▶ [Görev 1]: Aşağıdaki listede "coach" kelimesini içeren satırların hepsini ayıkla.

▶ [Sayfa alıntısı]:
DEVLET BAKANI SAYIN MESUT YILMAZ'IN
HAYALİ İHRACAT KONUSUNDAKİ ARAŞTIRMA ÖNERGESİ ÜZERİNE YAPTIĞI KONUŞMA

14 Şubat 1985 Perşembe

* * *

DEVLET BAKANI A. MESUT YILMAZ (Rize) – Sayın Başkan Yüce Meclisin değerli üyeleri; İçel Milletvekili Sayın Fikri Sağlar ve 9 arkadaşı tarafından verilen Meclis araştırması önergesi üzerinde, hükümetin görüşlerini açıklamak ve Yüce Meclise bilgi vermek için huzurunuzdayım.

Önergede araştırmanın amacı; “Hükümetin çözmekte acz içine düştüğü hayali ihracat olayının sonuçlarını ortaya çıkarmak, kamuoyundaki kuşkuları gidermek” şeklinde ifade edilmiştir. Hükümetin acze düştüğü iddiası doğru değildir. Tam tersine, bu olayları daha kamuoyuna yansımadan çok önce bizzat tespit ederek üzerine giden, hükümetin kendisi olmuştur. Bu, herhalde önergede ifade edildiği gibi, olayları hasıraltı etmeye çalışan bir hükümetin tutumu olamaz. Binaenaleyh, tartışmanın hiçbir safhasında bu gerçeği hatırdan çıkarmamanız gerekir.

▶ [Verilen malzeme]:
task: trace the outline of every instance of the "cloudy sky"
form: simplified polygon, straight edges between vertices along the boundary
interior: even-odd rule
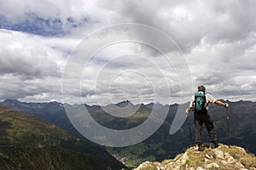
[[[0,0],[0,99],[172,104],[204,84],[218,99],[255,101],[255,8]]]

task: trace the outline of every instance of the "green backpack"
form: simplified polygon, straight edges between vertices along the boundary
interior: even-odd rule
[[[195,94],[195,110],[196,112],[202,112],[206,110],[207,97],[204,93]]]

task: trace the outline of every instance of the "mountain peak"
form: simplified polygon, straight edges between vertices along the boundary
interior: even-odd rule
[[[115,104],[115,105],[117,105],[117,106],[119,106],[119,107],[125,107],[125,106],[127,106],[128,105],[133,105],[133,104],[132,104],[130,100],[128,100],[128,99]]]
[[[205,144],[204,151],[198,151],[197,147],[191,147],[177,155],[174,159],[162,162],[145,162],[134,170],[142,169],[256,169],[256,156],[247,153],[243,148],[219,144],[216,149],[210,149]]]

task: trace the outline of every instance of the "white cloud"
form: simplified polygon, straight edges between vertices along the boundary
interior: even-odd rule
[[[253,0],[160,0],[150,3],[146,0],[28,0],[22,3],[18,0],[0,0],[0,17],[6,17],[9,26],[26,20],[27,14],[33,14],[43,19],[61,20],[63,29],[68,32],[62,37],[44,37],[0,30],[0,77],[3,80],[1,87],[3,87],[0,91],[1,98],[30,101],[61,100],[61,74],[68,55],[79,42],[96,29],[113,24],[135,22],[154,26],[173,38],[188,60],[195,90],[197,85],[205,84],[217,98],[256,100],[253,93],[256,90],[255,7],[256,2]],[[73,18],[78,26],[67,26],[65,24],[68,18]],[[162,38],[154,36],[150,31],[138,30],[133,33],[137,35],[129,35],[125,30],[106,32],[92,41],[90,49],[94,49],[104,41],[111,42],[119,36],[124,38],[137,37],[143,42],[160,46],[175,65],[143,44],[110,44],[87,65],[88,72],[84,75],[86,76],[86,81],[83,82],[82,93],[84,101],[96,104],[96,99],[100,99],[101,102],[108,104],[110,102],[109,96],[113,101],[118,102],[128,95],[135,102],[150,102],[154,99],[154,90],[160,92],[165,88],[162,87],[164,80],[158,82],[158,69],[167,80],[172,92],[171,98],[166,93],[159,93],[161,95],[160,102],[179,101],[179,80],[187,83],[186,87],[189,83],[186,82],[189,77],[176,72],[185,65],[177,57],[181,55],[178,48],[173,44],[165,43]],[[122,55],[126,55],[126,58],[123,56],[111,60]],[[152,60],[151,63],[140,56]],[[108,62],[111,64],[102,69]],[[96,95],[95,77],[101,69],[101,78],[97,80],[98,94]],[[155,89],[150,87],[150,81],[145,82],[147,80],[143,80],[142,75],[128,71],[120,74],[128,70],[148,75],[146,77],[156,84]],[[76,80],[68,80],[71,87],[73,81]],[[109,88],[109,81],[113,81],[112,88]],[[183,90],[189,99],[190,90]],[[74,102],[80,101],[78,99],[79,93],[71,90],[70,94]]]

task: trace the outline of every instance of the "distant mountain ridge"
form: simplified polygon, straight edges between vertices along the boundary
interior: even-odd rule
[[[218,105],[210,105],[210,114],[214,120],[218,133],[218,141],[224,144],[235,144],[256,153],[256,102],[236,101],[230,103],[230,136],[227,136],[226,109]],[[3,105],[9,105],[21,112],[32,114],[41,117],[47,122],[52,122],[69,132],[75,132],[69,122],[65,110],[61,104],[52,102],[35,104],[24,103],[12,100],[3,102]],[[150,103],[148,105],[129,105],[130,107],[137,108],[135,114],[129,117],[115,117],[104,111],[106,107],[113,110],[113,107],[125,107],[130,101],[123,101],[107,106],[84,105],[90,112],[91,116],[102,126],[113,129],[129,129],[136,127],[145,121],[151,113],[154,106],[167,108],[168,115],[161,127],[148,139],[143,142],[130,147],[125,148],[108,148],[119,160],[125,160],[125,163],[131,166],[137,165],[137,160],[143,162],[160,161],[166,158],[174,157],[180,150],[184,150],[191,144],[188,123],[185,122],[181,128],[173,135],[169,134],[171,124],[179,106],[187,107],[189,103],[183,105],[163,105],[161,104]],[[49,109],[49,105],[52,105]],[[40,107],[39,107],[40,106]],[[75,107],[74,105],[72,105]],[[33,108],[34,110],[29,108]],[[55,108],[55,109],[52,109]],[[128,108],[129,109],[129,108]],[[132,109],[132,108],[131,108]],[[37,113],[37,114],[36,114]],[[185,114],[185,113],[184,113]],[[194,132],[193,114],[189,115],[191,120],[191,130]],[[65,123],[63,123],[65,122]],[[70,126],[67,126],[67,122]],[[194,138],[194,137],[193,137]],[[203,139],[208,141],[208,134],[205,128],[203,130]]]
[[[76,162],[79,165],[73,164]],[[125,167],[90,140],[3,105],[0,105],[0,165],[1,170]]]

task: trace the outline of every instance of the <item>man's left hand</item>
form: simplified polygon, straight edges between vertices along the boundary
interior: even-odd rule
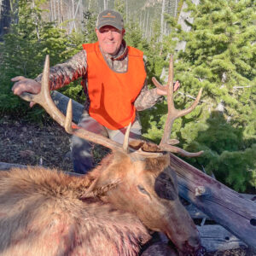
[[[175,84],[173,84],[173,91],[176,91],[179,88],[179,86],[180,86],[179,81],[176,81]],[[162,87],[163,89],[156,88],[156,93],[160,96],[166,96],[168,87],[167,85],[163,85]]]

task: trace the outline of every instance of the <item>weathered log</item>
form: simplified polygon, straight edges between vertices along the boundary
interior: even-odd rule
[[[68,97],[53,92],[52,97],[66,113]],[[73,102],[73,121],[78,123],[83,106]],[[256,248],[256,204],[170,154],[182,197],[194,204],[247,245]]]
[[[226,251],[247,247],[244,242],[220,225],[197,226],[201,244],[207,252]]]
[[[256,204],[174,154],[170,157],[171,166],[177,174],[180,195],[256,248]]]

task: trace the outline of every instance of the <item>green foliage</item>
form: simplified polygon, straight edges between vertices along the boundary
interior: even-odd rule
[[[11,92],[10,79],[15,76],[35,78],[43,70],[46,55],[50,55],[50,64],[55,65],[77,50],[76,41],[80,36],[71,35],[70,38],[64,30],[54,23],[42,19],[44,1],[20,0],[9,32],[0,44],[0,112],[5,113],[38,115],[38,109],[31,110],[28,104]],[[42,112],[42,111],[41,111]]]
[[[183,32],[175,19],[165,43],[174,52],[177,39],[185,40],[185,50],[175,55],[175,79],[181,82],[176,94],[177,108],[191,103],[201,87],[202,102],[193,113],[177,119],[172,137],[188,151],[204,150],[202,157],[189,162],[238,191],[255,187],[255,90],[256,4],[254,1],[202,0],[188,3],[194,23]],[[160,140],[166,113],[166,102],[150,116],[147,137]],[[151,127],[150,127],[151,125]]]

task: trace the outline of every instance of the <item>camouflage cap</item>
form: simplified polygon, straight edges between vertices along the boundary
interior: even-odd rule
[[[96,28],[100,29],[107,25],[112,26],[121,31],[124,28],[124,20],[122,15],[113,9],[105,9],[101,12],[98,15]]]

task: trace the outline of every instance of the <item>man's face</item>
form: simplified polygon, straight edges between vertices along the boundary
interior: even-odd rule
[[[125,29],[119,31],[108,25],[101,27],[99,30],[96,29],[102,52],[113,55],[116,55],[122,44],[125,32]]]

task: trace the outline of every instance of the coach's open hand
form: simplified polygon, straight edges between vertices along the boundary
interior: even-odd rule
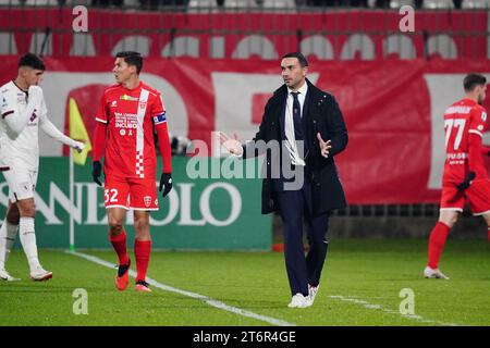
[[[172,173],[161,173],[160,188],[158,190],[161,192],[162,188],[163,188],[162,196],[166,197],[172,189]]]
[[[100,183],[99,177],[102,174],[102,165],[99,161],[95,161],[91,165],[91,177],[94,177],[94,182],[97,183],[97,185],[102,186],[102,183]]]
[[[327,159],[329,157],[330,149],[332,148],[332,145],[331,145],[332,141],[331,140],[324,141],[321,138],[321,135],[319,133],[317,133],[317,138],[318,138],[318,142],[320,144],[321,156]]]

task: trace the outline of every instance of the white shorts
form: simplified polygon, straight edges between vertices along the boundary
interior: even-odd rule
[[[2,170],[5,182],[9,185],[9,199],[17,200],[34,198],[34,190],[37,183],[37,170],[28,170],[20,165],[10,166]]]

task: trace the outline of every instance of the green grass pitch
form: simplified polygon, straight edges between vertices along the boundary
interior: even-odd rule
[[[451,279],[425,279],[426,240],[338,239],[330,244],[319,294],[311,308],[289,309],[283,254],[278,252],[171,252],[151,254],[148,276],[232,308],[294,325],[489,325],[490,245],[449,240],[441,269]],[[112,251],[81,250],[115,263]],[[53,272],[28,279],[22,250],[8,269],[20,282],[0,282],[0,325],[271,325],[152,286],[152,293],[113,285],[109,269],[63,250],[40,250]],[[134,262],[133,262],[134,264]],[[88,314],[72,297],[87,291]],[[401,314],[402,289],[414,294],[415,313]]]

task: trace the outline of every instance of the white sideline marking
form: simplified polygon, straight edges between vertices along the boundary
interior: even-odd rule
[[[94,263],[107,266],[109,269],[114,269],[114,264],[113,263],[110,263],[108,261],[105,261],[102,259],[94,257],[91,254],[86,254],[86,253],[77,252],[77,251],[65,251],[65,252],[74,254],[74,256],[77,256],[79,258],[83,258],[85,260],[91,261]],[[136,277],[136,272],[130,270],[130,275],[135,278]],[[184,296],[188,296],[188,297],[201,300],[201,301],[206,302],[207,304],[209,304],[211,307],[215,307],[215,308],[218,308],[218,309],[222,309],[222,310],[225,310],[225,311],[238,314],[238,315],[248,316],[248,318],[256,319],[256,320],[259,320],[259,321],[262,321],[262,322],[267,322],[269,324],[278,325],[278,326],[296,326],[296,324],[284,322],[284,321],[279,320],[279,319],[274,319],[274,318],[270,318],[270,316],[266,316],[266,315],[260,315],[260,314],[257,314],[257,313],[254,313],[254,312],[249,312],[249,311],[243,310],[241,308],[228,306],[226,303],[223,303],[221,301],[215,300],[215,299],[209,298],[209,297],[204,296],[204,295],[199,295],[199,294],[191,293],[191,291],[186,291],[186,290],[181,290],[181,289],[177,289],[175,287],[158,283],[157,281],[151,279],[149,277],[147,277],[146,279],[147,279],[147,283],[149,285],[158,287],[158,288],[160,288],[162,290],[170,291],[170,293],[176,293],[176,294],[184,295]]]
[[[399,314],[402,318],[415,320],[420,323],[431,323],[431,324],[437,324],[437,325],[442,325],[442,326],[460,326],[458,324],[454,324],[454,323],[444,323],[444,322],[439,322],[437,320],[425,319],[424,316],[420,316],[420,315],[402,314],[402,313],[400,313],[400,311],[395,311],[392,309],[385,309],[381,304],[369,303],[368,301],[359,300],[354,297],[344,297],[344,296],[332,295],[332,296],[329,296],[329,298],[333,298],[335,300],[341,300],[344,302],[362,304],[364,308],[380,310],[380,311],[383,311],[383,312],[390,313],[390,314]]]

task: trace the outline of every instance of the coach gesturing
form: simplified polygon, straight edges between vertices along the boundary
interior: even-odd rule
[[[279,144],[280,156],[271,156],[270,151],[267,154],[262,213],[279,211],[284,224],[291,308],[313,304],[327,256],[329,215],[346,206],[333,157],[345,149],[347,129],[334,97],[306,78],[307,66],[302,53],[282,58],[284,85],[268,100],[252,141],[242,146],[236,137],[230,139],[223,133],[220,136],[231,153],[243,158],[257,156],[260,140],[268,144],[269,150],[269,144]],[[274,177],[274,173],[279,175]],[[306,258],[303,219],[309,226]]]

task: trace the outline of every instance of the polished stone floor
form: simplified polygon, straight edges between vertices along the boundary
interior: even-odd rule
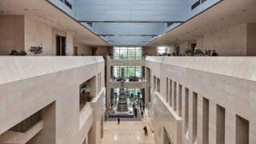
[[[146,126],[149,134],[144,135],[143,127]],[[147,118],[142,121],[123,121],[104,122],[102,144],[155,144],[154,134]]]

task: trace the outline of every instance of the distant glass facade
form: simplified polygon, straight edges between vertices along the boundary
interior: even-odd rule
[[[114,47],[114,59],[142,59],[142,47]]]

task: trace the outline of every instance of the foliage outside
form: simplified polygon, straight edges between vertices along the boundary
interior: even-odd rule
[[[29,51],[34,54],[34,56],[38,55],[42,53],[42,46],[31,46]]]
[[[26,55],[26,53],[24,50],[21,50],[20,52],[18,52],[18,51],[14,50],[10,51],[9,55]]]

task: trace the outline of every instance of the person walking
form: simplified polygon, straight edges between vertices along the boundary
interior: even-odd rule
[[[143,118],[143,111],[141,111],[142,118]]]
[[[118,125],[120,124],[120,118],[118,118]]]

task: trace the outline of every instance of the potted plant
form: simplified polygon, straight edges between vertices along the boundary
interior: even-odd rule
[[[31,46],[31,48],[29,50],[30,52],[33,53],[34,56],[39,55],[41,53],[42,53],[42,46],[41,44],[41,46]]]
[[[14,50],[10,51],[9,55],[26,55],[26,53],[24,50],[21,50],[20,52],[18,52],[18,51]]]

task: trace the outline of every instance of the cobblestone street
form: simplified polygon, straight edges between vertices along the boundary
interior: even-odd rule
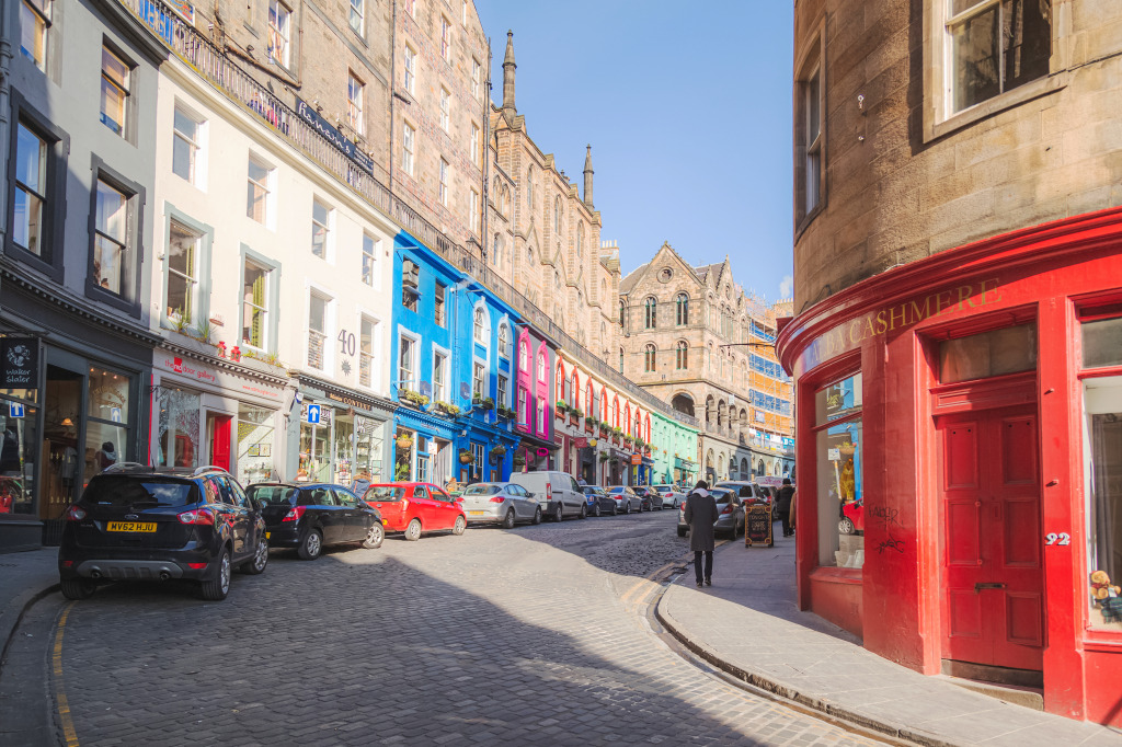
[[[867,744],[706,674],[622,603],[688,550],[673,523],[274,551],[221,603],[104,588],[68,608],[56,698],[81,745]]]

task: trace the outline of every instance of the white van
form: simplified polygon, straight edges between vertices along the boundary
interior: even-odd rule
[[[585,492],[568,472],[513,472],[509,481],[534,494],[542,515],[554,522],[565,516],[585,518],[588,515]]]

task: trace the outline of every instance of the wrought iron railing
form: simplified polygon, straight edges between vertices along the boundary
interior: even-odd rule
[[[649,409],[657,411],[690,427],[699,427],[698,419],[681,413],[643,389],[618,370],[611,368],[592,351],[577,342],[553,323],[545,312],[494,273],[481,257],[452,241],[416,210],[392,194],[384,184],[360,170],[355,162],[334,144],[301,119],[295,111],[269,92],[265,85],[246,72],[210,39],[174,13],[162,0],[118,0],[141,24],[186,63],[192,70],[267,122],[289,144],[296,146],[312,160],[333,174],[340,182],[362,195],[367,202],[393,219],[415,239],[438,251],[456,267],[471,275],[498,297],[518,311],[531,324],[539,328],[582,365],[599,374],[620,391],[626,391]],[[311,363],[311,348],[309,349]]]

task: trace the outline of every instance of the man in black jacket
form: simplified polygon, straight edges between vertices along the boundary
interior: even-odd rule
[[[791,497],[794,496],[794,488],[791,487],[790,478],[783,478],[783,487],[779,489],[779,497],[775,499],[775,513],[783,519],[783,536],[790,537],[794,534],[791,528]]]

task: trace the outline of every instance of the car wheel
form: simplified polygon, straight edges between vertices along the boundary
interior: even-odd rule
[[[366,540],[362,541],[362,546],[367,550],[377,550],[381,546],[381,542],[386,538],[386,531],[381,527],[381,522],[375,522],[370,525],[370,531],[366,533]]]
[[[230,593],[230,551],[222,548],[222,557],[218,561],[218,573],[209,581],[203,581],[201,585],[203,599],[206,601],[222,601]]]
[[[315,560],[323,552],[323,537],[315,529],[309,529],[307,534],[300,542],[296,554],[301,560]]]
[[[269,543],[265,537],[261,537],[257,542],[257,551],[254,553],[252,560],[242,565],[242,570],[251,575],[257,575],[258,573],[265,573],[265,566],[269,563]]]
[[[66,599],[89,599],[98,588],[93,579],[59,579],[58,585]]]

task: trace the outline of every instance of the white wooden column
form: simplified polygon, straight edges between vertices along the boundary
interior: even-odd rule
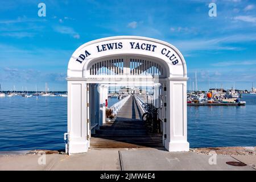
[[[167,79],[167,138],[169,151],[188,151],[187,134],[187,78]]]
[[[103,125],[106,123],[106,99],[108,99],[108,86],[105,85],[101,85],[98,89],[100,91],[100,125]]]
[[[87,152],[86,82],[68,81],[67,151],[69,154]]]
[[[95,109],[96,109],[96,122],[98,123],[96,128],[97,130],[100,129],[100,88],[99,85],[96,84],[95,86]]]
[[[96,89],[95,89],[95,84],[90,84],[90,89],[89,89],[89,92],[90,92],[90,100],[89,102],[89,108],[90,108],[90,127],[92,125],[94,125],[96,123]],[[95,134],[95,130],[96,128],[94,127],[92,130],[90,131],[90,133],[89,135],[89,136],[91,136],[91,134]]]
[[[156,107],[159,107],[158,100],[159,97],[159,87],[160,86],[160,84],[154,84],[154,105]]]

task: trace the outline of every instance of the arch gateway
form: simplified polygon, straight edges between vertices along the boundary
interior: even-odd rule
[[[187,67],[172,45],[145,37],[121,36],[86,43],[73,53],[68,68],[66,152],[87,152],[90,134],[105,121],[109,86],[152,86],[154,103],[169,151],[187,151]]]

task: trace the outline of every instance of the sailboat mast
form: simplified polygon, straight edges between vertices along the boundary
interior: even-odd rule
[[[209,88],[209,91],[210,91],[210,72],[209,72],[209,74],[208,74],[208,88]]]

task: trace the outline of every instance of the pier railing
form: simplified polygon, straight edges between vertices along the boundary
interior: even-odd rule
[[[129,95],[126,96],[125,98],[123,98],[121,101],[114,104],[113,106],[110,107],[112,109],[113,109],[113,114],[116,115],[117,113],[120,110],[122,107],[125,104],[126,101],[129,99],[131,95]]]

▶ [Görev 2]: Yukarıdaki konuşmada adı geçen kişileri ve illeri sırala.

▶ [Tam yanıt 1]:
task: trace the outline of every instance of the coach's open hand
task: trace the outline of every instance of the coach gesturing

▶ [Tam yanıt 2]: Mesut Yılmaz, Rize, İçel, Fikri Sağlar